Requirements => Report how many lines in the records below contain the string "bounding", giving only the number.

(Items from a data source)
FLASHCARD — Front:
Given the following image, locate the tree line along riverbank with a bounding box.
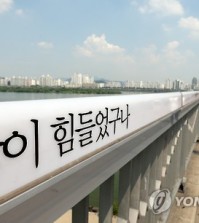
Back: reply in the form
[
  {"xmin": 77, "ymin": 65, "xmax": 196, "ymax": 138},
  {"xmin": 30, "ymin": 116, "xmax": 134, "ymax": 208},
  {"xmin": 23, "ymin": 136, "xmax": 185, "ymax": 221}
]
[
  {"xmin": 0, "ymin": 86, "xmax": 182, "ymax": 94},
  {"xmin": 0, "ymin": 86, "xmax": 121, "ymax": 94}
]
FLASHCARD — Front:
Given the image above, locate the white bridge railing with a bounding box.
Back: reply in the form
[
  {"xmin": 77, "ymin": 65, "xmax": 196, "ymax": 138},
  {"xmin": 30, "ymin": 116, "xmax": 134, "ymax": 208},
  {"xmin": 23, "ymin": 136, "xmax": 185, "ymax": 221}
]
[{"xmin": 0, "ymin": 92, "xmax": 199, "ymax": 223}]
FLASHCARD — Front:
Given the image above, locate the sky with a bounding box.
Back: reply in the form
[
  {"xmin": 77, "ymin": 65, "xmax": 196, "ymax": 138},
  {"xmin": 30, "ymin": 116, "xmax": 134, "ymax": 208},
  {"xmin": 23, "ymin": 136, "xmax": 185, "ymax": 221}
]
[{"xmin": 0, "ymin": 0, "xmax": 199, "ymax": 82}]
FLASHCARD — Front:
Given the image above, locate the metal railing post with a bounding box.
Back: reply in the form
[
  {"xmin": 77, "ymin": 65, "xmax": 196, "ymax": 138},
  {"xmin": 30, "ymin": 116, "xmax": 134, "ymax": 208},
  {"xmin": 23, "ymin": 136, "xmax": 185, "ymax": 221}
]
[
  {"xmin": 72, "ymin": 196, "xmax": 89, "ymax": 223},
  {"xmin": 99, "ymin": 176, "xmax": 114, "ymax": 223}
]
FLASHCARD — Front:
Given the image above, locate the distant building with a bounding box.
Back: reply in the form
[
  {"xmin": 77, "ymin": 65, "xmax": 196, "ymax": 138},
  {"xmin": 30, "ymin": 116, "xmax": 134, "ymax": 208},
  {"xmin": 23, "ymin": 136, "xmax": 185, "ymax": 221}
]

Response to this task => 5